**Entries shown:**
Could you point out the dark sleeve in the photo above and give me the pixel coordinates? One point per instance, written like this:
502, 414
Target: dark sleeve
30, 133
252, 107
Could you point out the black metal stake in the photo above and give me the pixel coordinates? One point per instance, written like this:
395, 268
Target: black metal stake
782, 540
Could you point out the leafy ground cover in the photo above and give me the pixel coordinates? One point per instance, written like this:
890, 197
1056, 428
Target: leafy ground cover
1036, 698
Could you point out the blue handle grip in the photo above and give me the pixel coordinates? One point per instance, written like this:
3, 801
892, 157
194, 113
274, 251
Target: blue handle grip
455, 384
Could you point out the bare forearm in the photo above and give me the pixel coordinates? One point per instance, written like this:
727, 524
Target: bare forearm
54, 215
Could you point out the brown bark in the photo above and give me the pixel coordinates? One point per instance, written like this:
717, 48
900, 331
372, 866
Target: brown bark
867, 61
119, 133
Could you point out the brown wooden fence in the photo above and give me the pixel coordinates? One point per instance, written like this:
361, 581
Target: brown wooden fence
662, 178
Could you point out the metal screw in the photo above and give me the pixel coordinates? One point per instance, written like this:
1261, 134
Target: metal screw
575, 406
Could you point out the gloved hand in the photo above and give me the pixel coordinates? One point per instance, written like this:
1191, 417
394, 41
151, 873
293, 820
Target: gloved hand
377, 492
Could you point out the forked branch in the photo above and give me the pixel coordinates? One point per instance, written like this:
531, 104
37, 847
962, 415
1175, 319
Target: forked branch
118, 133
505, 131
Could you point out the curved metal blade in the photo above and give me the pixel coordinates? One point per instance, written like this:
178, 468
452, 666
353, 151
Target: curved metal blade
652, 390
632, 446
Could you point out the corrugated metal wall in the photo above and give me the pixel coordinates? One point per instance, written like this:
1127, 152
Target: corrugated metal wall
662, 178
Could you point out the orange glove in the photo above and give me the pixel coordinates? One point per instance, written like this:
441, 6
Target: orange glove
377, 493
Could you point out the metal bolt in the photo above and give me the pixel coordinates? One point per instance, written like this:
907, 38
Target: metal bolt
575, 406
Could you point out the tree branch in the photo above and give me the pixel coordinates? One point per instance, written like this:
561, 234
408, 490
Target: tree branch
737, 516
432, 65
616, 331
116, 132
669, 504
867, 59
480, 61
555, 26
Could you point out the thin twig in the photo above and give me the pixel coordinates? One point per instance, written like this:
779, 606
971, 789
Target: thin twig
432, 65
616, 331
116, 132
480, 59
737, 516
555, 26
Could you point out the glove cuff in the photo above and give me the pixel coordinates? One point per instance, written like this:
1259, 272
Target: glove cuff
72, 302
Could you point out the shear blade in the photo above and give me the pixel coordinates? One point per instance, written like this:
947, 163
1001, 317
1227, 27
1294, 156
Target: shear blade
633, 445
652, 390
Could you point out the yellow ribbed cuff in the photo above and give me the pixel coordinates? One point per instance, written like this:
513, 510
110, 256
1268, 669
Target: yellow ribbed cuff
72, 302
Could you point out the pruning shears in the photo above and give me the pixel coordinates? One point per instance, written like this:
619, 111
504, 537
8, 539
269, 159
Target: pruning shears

**Goal of the exercise:** Find the word "pruning" in the material, then list each line that holds it.

**Response below:**
Could you point out the pruning shears in the photo above and give me the pixel coordinates? One point per instance, written like this:
Target: pruning shears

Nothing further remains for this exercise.